[Provided text]
# Can someone nutshell how to extract silver with nitric please



## Davomaiden (Nov 25, 2021)

So I have a bunch of silver plated utinsils and my nitric acid is coming in the mail how do I do this project successfully I tried doin the copper at the end to precipitate but I think it got screwed up because the base metal in the utinsils was copper so what is the best way way to do this properly and successfully is there an amount ingredient list like this much nitric for this many ounces of silverware if anyone can help I'd greatly appreciate it thank you all happy Thanksgiving to you all as well


----------



## Elemental (Nov 25, 2021)

I think you’ve probably paid more for the nitric than you’ll get back from the silver recovered from the plated item if you just soak them. I would look for a better recovery method on the forum first. Also please give Hoke a read to understand the processes. Save the nitric acid for actual refinement once you get the silver plate off. 

Elemental


----------



## Martijn (Nov 25, 2021)

You could try a 'Tap water reverse electro plating silver cell': 
Hang two pieces of plated silver in tapwater, put a couple of volts on it and watch the silver plate fall off one of the pieces as a white cloud of silver oxide. It will turn dark later. You can leave the other one in as a cathode. Study the threads about it here on the forum. 

Filter the silver oxide when the jar is too full and save the filters wet until you're done. 
Put the filters in a beaker and just barely cover them with distilled water and a bit of that nitric. Start with 10 or 20 ml. 
The silver will turn into silver nitrate. Other oxides will/may convert to nitrates as well.

[Extracted records]
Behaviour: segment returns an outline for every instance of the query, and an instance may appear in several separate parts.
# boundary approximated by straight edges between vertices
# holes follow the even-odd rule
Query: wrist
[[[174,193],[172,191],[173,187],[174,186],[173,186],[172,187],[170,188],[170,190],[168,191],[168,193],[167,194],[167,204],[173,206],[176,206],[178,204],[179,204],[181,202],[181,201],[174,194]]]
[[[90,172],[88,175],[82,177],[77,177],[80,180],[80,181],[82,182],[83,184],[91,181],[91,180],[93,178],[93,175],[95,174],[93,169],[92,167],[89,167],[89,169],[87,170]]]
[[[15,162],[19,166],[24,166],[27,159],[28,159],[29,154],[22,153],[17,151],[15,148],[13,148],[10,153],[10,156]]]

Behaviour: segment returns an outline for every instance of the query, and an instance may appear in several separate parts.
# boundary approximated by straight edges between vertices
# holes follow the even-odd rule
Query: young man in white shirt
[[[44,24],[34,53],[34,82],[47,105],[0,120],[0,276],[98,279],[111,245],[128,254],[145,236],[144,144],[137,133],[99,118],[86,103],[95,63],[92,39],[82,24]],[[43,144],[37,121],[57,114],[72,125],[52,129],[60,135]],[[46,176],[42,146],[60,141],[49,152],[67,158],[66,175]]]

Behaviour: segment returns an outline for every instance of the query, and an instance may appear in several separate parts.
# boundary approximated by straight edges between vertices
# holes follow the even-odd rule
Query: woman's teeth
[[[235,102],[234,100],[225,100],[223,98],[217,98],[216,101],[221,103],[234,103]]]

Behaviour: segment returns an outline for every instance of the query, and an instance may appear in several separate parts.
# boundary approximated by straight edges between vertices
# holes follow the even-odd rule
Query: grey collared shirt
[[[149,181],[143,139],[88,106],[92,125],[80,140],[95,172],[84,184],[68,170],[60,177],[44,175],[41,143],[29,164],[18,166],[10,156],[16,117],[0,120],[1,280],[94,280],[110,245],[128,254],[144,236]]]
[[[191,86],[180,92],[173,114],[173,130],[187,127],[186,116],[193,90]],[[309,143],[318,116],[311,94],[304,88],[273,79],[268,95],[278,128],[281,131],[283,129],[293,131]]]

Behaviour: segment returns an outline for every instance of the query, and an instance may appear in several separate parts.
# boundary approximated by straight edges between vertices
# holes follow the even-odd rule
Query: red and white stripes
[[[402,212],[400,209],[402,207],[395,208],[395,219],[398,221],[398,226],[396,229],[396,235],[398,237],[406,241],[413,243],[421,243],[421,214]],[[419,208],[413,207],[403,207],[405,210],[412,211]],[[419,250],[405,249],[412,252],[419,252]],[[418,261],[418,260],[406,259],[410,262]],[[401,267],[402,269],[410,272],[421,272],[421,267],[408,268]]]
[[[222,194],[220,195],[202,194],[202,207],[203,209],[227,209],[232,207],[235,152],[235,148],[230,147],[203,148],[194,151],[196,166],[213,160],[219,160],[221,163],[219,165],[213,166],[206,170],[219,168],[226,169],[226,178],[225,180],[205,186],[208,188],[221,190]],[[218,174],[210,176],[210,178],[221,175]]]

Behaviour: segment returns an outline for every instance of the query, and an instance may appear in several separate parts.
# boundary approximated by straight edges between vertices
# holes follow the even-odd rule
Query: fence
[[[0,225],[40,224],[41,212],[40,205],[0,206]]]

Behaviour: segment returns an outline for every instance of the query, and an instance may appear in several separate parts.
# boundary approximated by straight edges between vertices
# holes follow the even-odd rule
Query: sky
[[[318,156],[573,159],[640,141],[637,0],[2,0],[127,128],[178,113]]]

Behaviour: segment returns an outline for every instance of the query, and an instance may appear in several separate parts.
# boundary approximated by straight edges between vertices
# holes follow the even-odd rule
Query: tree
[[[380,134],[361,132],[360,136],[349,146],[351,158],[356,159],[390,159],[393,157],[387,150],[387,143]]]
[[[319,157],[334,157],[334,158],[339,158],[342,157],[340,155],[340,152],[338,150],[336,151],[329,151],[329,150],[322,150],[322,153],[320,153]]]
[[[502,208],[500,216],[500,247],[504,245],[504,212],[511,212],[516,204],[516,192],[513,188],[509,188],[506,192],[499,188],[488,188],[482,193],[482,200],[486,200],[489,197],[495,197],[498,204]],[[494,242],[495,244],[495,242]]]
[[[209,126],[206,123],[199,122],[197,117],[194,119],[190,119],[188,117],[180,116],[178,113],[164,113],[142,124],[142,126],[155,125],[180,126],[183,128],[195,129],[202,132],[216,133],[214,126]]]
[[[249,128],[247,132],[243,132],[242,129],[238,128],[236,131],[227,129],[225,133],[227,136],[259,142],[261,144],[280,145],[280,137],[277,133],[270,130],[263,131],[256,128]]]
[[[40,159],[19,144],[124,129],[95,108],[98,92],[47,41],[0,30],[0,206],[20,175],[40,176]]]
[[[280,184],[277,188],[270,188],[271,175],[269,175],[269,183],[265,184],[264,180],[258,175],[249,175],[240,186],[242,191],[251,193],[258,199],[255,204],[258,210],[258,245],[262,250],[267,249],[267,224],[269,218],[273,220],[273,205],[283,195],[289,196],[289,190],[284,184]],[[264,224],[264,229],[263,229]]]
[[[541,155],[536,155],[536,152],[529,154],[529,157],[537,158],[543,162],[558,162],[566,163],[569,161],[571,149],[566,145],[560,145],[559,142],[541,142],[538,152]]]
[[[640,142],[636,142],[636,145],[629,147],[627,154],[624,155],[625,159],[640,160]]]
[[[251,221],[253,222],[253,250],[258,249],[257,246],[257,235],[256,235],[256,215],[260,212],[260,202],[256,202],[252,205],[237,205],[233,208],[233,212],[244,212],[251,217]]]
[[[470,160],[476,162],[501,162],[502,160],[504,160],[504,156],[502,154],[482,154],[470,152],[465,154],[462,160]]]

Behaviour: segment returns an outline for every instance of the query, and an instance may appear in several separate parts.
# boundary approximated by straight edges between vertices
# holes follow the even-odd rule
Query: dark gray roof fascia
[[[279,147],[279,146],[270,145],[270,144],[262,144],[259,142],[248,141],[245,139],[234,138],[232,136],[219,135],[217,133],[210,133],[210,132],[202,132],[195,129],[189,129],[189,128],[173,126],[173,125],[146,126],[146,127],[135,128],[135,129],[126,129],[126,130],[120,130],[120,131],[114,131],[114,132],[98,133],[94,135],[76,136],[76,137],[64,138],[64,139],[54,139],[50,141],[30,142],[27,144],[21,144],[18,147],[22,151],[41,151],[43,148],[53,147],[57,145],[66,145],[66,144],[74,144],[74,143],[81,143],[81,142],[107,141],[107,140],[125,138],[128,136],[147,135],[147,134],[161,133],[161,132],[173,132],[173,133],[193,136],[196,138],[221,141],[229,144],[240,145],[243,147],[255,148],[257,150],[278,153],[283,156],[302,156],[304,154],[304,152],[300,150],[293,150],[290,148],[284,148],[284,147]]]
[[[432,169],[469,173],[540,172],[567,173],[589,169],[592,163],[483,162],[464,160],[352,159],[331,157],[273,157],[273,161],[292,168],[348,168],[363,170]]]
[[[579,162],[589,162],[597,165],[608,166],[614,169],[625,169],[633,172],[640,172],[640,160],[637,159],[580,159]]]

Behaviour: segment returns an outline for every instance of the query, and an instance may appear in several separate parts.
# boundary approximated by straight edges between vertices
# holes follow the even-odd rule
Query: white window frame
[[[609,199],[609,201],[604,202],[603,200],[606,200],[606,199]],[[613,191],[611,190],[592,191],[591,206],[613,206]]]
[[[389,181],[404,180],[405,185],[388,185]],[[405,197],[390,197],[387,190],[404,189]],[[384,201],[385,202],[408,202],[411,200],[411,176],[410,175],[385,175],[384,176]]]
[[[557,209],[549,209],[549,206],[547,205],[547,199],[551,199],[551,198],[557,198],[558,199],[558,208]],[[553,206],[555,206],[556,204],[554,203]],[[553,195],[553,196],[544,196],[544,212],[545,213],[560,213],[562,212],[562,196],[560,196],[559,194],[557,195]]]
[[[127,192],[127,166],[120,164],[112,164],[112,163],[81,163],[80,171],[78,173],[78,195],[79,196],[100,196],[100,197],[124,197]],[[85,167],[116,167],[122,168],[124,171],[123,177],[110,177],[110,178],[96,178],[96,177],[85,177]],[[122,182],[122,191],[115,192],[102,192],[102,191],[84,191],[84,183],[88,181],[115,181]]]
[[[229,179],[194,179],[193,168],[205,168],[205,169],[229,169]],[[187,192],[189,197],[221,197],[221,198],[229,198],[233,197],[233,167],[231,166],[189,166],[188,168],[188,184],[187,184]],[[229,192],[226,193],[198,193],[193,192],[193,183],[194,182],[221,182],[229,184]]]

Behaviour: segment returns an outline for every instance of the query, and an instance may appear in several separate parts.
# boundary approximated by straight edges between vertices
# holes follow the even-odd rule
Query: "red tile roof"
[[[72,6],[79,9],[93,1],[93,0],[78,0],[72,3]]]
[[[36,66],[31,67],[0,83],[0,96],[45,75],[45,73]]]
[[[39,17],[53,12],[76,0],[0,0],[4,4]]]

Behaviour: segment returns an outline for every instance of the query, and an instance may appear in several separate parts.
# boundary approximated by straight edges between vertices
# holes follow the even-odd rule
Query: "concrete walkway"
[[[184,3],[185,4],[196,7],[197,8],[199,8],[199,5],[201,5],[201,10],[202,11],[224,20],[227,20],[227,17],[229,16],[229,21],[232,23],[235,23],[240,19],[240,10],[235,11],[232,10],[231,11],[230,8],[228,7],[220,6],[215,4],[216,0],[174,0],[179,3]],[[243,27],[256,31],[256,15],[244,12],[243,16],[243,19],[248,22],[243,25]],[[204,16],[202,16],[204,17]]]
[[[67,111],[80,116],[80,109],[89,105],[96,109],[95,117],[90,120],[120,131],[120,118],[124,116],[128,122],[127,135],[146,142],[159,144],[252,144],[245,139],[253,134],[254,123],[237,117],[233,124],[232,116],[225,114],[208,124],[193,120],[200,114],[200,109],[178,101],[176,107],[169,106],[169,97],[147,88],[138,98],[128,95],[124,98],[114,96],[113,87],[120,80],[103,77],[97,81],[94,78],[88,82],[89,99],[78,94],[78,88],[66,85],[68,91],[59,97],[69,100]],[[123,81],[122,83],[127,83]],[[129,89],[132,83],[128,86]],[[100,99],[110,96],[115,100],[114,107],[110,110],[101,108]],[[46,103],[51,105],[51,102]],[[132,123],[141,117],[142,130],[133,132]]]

[What to work on]
**1)** For each statement about the silver recovery thread, answer yes or no and quote the exact words of the thread that decide it. (a) Davomaiden already has the nitric acid on hand. (b) Elemental recommends reading Hoke to understand the processes. (c) Martijn says the silver plate comes off as a white cloud of silver oxide.
**2)** Proceed with the silver recovery thread, picking up after its last sentence.
The data bear no relation to the silver recovery thread.

[Exercise responses]
**1)**
(a) No: "my nitric acid is coming in the mail"
(b) Yes: "please give Hoke a read to understand the processes"
(c) Yes: "watch the silver plate fall off one of the pieces as a white cloud of silver oxide"

**2)**
Filter the solution and rinse the filter with some hot distilled water. Cement the silver out on clean copper. 

You'll save a ton on nitric and waste. 

Add a little nitric to the filter with the black sfuff, rinse and see if any silver came out by cementing. Use less nitric this step. Repeat until no more silver comes out. 
Add all rinse water to the cement beaker. 
Wash the cemented silver well and melt. 

That goes in a silver nitrate cell to get 99.9 pure crystals. 

Martijn.


----------



## cejohnsonsr1 (Nov 25, 2021)

I don't know how much material you have to work with, but plated stuff, in general, really doesn't have enough silver content to justify the cost of processing. Not trying to rain on your parade, but I tried it and I'm pretty sure I wouldn't have gotten an ounce of silver from 100 lb of plated scrap.


----------



## nickvc (Nov 26, 2021)

The problem with trying to recover silver from plated items in nitric is usually the mix of base metals that the silver is plated over, if the material has a copper base once that is exposed any silver already dissolved in nitric will cement out and the acid will preferentially dissolve the copper.
We encounter similar problems when dealing with e scrap as different substrates need different recovery processes hence the advice to keep materials separate .


----------



## Davomaiden (Nov 26, 2021)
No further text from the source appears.